> Problem details: Please turn the lines of the listing below, from the line containing "Where can you find the suit" through the end of the listing, into a numbered list with any blank lines left out.

> Data shown:

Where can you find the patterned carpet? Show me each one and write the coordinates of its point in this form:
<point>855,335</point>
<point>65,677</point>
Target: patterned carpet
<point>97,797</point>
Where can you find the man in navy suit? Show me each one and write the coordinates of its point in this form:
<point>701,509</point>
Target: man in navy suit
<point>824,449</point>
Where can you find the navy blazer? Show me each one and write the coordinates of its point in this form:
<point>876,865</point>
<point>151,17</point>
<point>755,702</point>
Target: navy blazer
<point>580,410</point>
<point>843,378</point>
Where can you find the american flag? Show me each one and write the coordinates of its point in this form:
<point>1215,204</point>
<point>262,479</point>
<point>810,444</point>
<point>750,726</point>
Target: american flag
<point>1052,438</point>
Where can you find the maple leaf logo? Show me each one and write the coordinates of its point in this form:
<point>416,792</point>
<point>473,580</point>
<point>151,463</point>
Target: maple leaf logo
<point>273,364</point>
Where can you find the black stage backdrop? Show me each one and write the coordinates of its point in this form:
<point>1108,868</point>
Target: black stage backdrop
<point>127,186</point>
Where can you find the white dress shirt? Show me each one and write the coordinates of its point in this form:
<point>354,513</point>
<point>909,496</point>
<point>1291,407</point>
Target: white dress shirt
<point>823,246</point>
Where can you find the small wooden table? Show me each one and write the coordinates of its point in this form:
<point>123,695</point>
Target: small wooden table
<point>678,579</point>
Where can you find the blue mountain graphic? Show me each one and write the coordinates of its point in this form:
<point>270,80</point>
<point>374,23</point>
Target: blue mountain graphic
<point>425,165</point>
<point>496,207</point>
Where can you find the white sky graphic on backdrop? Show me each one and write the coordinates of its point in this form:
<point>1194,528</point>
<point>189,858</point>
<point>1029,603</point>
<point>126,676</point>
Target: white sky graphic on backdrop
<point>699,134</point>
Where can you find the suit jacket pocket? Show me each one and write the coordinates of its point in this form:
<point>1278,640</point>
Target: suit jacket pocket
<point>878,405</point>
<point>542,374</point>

> Solved problem:
1. Where can you find the suit jacket pocket? Show me each one and write the coordinates of its point in this form:
2. <point>1278,640</point>
3. Target: suit jacket pocket
4. <point>878,405</point>
5. <point>542,374</point>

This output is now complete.